- What is expected: Transcribe the entries below exactly; leave every image out.

(Extracted records)
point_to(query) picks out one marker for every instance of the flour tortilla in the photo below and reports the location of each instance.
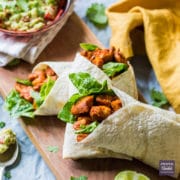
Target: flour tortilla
(136, 130)
(58, 95)
(125, 81)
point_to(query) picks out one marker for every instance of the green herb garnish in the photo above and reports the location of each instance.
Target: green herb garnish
(53, 149)
(79, 178)
(114, 68)
(2, 124)
(159, 99)
(88, 47)
(96, 14)
(7, 174)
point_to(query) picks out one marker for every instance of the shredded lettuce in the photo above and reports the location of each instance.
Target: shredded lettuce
(18, 106)
(86, 129)
(65, 114)
(159, 99)
(86, 85)
(114, 68)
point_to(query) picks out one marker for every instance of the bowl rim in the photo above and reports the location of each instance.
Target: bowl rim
(44, 29)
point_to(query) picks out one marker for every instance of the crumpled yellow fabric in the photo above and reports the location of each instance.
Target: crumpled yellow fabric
(160, 35)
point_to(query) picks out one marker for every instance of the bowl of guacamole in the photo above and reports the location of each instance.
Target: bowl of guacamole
(24, 17)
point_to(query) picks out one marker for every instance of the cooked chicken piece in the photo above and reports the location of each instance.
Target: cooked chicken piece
(116, 104)
(80, 137)
(83, 105)
(82, 120)
(105, 54)
(24, 91)
(38, 77)
(87, 54)
(99, 113)
(119, 57)
(105, 100)
(99, 62)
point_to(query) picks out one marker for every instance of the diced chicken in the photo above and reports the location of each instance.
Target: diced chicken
(116, 104)
(119, 57)
(99, 113)
(82, 120)
(105, 100)
(83, 105)
(38, 77)
(80, 137)
(24, 91)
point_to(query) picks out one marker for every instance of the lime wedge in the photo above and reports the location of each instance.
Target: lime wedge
(130, 175)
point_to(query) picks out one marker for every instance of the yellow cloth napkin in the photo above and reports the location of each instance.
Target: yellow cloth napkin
(160, 20)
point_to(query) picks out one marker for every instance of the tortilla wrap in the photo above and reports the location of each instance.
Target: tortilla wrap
(136, 130)
(124, 81)
(58, 95)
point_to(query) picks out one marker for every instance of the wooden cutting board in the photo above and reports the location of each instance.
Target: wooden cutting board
(44, 131)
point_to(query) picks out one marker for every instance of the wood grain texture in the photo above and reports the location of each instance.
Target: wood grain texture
(44, 131)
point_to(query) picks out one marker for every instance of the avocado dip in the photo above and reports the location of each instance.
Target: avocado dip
(25, 15)
(7, 138)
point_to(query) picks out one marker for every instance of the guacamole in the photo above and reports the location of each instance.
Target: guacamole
(25, 15)
(7, 138)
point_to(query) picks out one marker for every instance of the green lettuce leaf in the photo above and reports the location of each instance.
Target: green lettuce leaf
(96, 14)
(159, 99)
(65, 114)
(88, 47)
(36, 96)
(18, 106)
(24, 81)
(86, 129)
(114, 68)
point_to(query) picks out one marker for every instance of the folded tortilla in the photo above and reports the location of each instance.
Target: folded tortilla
(136, 130)
(58, 95)
(124, 81)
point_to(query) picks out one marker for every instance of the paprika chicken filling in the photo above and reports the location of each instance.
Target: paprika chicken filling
(30, 93)
(111, 61)
(92, 110)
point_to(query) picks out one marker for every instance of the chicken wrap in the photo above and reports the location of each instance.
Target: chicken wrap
(133, 129)
(109, 63)
(44, 92)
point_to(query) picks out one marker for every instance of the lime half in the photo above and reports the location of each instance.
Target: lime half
(130, 175)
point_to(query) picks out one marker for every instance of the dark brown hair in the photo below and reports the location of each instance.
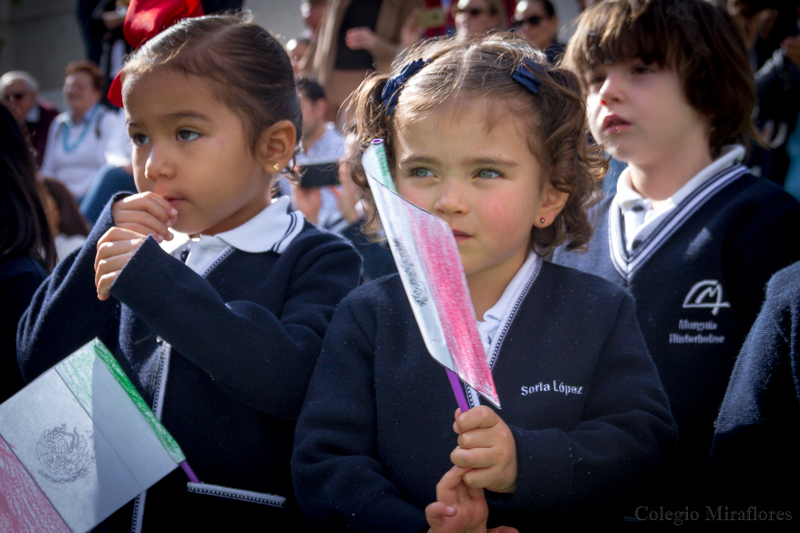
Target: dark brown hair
(71, 221)
(89, 68)
(247, 68)
(23, 221)
(554, 119)
(697, 39)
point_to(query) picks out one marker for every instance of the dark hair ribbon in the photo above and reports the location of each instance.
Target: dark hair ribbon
(526, 75)
(391, 91)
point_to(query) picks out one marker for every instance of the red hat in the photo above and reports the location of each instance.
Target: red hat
(146, 19)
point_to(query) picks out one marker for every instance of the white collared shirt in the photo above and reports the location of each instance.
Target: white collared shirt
(273, 229)
(638, 213)
(500, 312)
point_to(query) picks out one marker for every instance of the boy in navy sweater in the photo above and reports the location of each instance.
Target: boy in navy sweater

- Exercise solution:
point_to(query) picks out one marker for every instance of the flour tortilla in the photo below and reports the location of each instance.
Target: flour tortilla
(136, 130)
(58, 95)
(125, 81)
point_to(query) picks out one marker for every instance of the green herb garnish in the photo above and reports the location of each instance.
Target: green herb garnish
(53, 149)
(79, 178)
(114, 68)
(2, 124)
(159, 99)
(88, 47)
(96, 14)
(7, 174)
point_to(query) picks out one marker for every instance of the shredded lettuce in the photo above and reports the location of each instance.
Target: shredded lettuce
(18, 106)
(86, 129)
(65, 114)
(159, 99)
(86, 85)
(114, 68)
point_to(query) picks out one marker for every instance of the bowl rim in the photo above and reports the location of each instance.
Target: bowl rim
(44, 29)
point_to(query) picks out one marker for every instance of the crumpled yellow fabric in the photo above and reports the location of each instance.
Target: crumpled yellow fabric
(160, 35)
point_to(query) picks out one marker for every instance of the bowl of guacamole in the photo above and reports the location of each instance.
Target: bowl of guacamole
(24, 17)
point_to(query) picks out one marker for every instance of the cooked chicken piece in the photo above and reports the location of each instance.
Target: cooked chicken piece
(116, 104)
(80, 137)
(83, 105)
(82, 120)
(105, 54)
(24, 91)
(38, 77)
(87, 54)
(99, 113)
(119, 57)
(105, 100)
(99, 62)
point_to(query) picks out one marker for every instance of the diced chicken in the photo above and reports the location of each instance.
Target: diced chicken
(116, 104)
(119, 57)
(99, 113)
(82, 120)
(105, 100)
(83, 105)
(38, 77)
(80, 137)
(24, 91)
point_to(query) picks out one marker for every instance of the lime wedge in the photo above and reports the location of each instance.
Target: lime wedge
(130, 175)
point_to(query) picks out one marker for every instance of the yellow cloth napkin in the photo above and reports the location of each instance.
Target: yellow cloth napkin
(160, 20)
point_to(query) picks out one marker for every instance of the tortilla wrap in the photo above and reports the location of each instance.
Target: tortilla wrap
(136, 130)
(124, 81)
(58, 95)
point_to(query) picks out one marker for every instance of the wooden cutting board in the photo above and reports the location of each instance.
Target: wooden cutting board
(44, 131)
point_to(query) picks out one marker for every instance of the wood grain texture in the photo above and reports the location of each instance.
Target: wood grain texture
(44, 131)
point_to(query) picks out one marker for every instance of the avocado dip in the photo above and reports the location of each instance.
Target: avocado dip
(25, 15)
(7, 138)
point_to(query) picks out one marker for every instance of the guacamole in the photo above and reports the location of each instance.
Target: guacamole
(25, 15)
(7, 138)
point_to(query) picks out one marker for every instance of the green lettuce leaf in the photo above and reports the location of each instance.
Target: green lettuce leaf
(96, 14)
(159, 99)
(65, 114)
(88, 47)
(36, 96)
(18, 106)
(24, 81)
(86, 129)
(114, 68)
point_to(query) picks out one marker for every instance of the folded tortilla in the photo above and reports the location of each instance.
Target: folded tortilla
(136, 130)
(58, 95)
(124, 81)
point_to(query) picks out one marker for every instance of the paprika chicken filling in the photo above and reports the location of each instance.
Target: paprika chicken filling
(30, 93)
(111, 61)
(92, 110)
point_to(query) picks out one marker for every instance of the chicken wrap in the photo above and reports the location of each instance.
Target: chicken wrap
(133, 129)
(109, 63)
(44, 92)
point_to(query) picks out one marker for every instance of the lime half in the photo above and reports the location of each instance.
Target: lime half
(130, 175)
point_to(query) picks out one marker for every instance of the dark brown hair in the photo below and reports the location of each instance.
Target: dark brown hair
(71, 221)
(89, 68)
(247, 68)
(23, 221)
(554, 119)
(697, 39)
point_to(query) picks out one marker for every instance of the dark hair ribbon in the photo above and reports the location of each instance.
Target: dark hair ribbon
(526, 75)
(391, 91)
point_to(query) picks out one marker for every instance of the red hat in the photo above and reports the location of each instance.
Target: red hat
(146, 19)
point_to(query) picks out one marker for every instance of the white collared shirt in the photo above and reports the location of each instance.
Target: white collared shirt
(273, 229)
(638, 213)
(500, 312)
point_to(query) picks out one marker for every instance of the boy in navy sweater in the photo above and reports the location of each instance.
Target: boy in navy sweater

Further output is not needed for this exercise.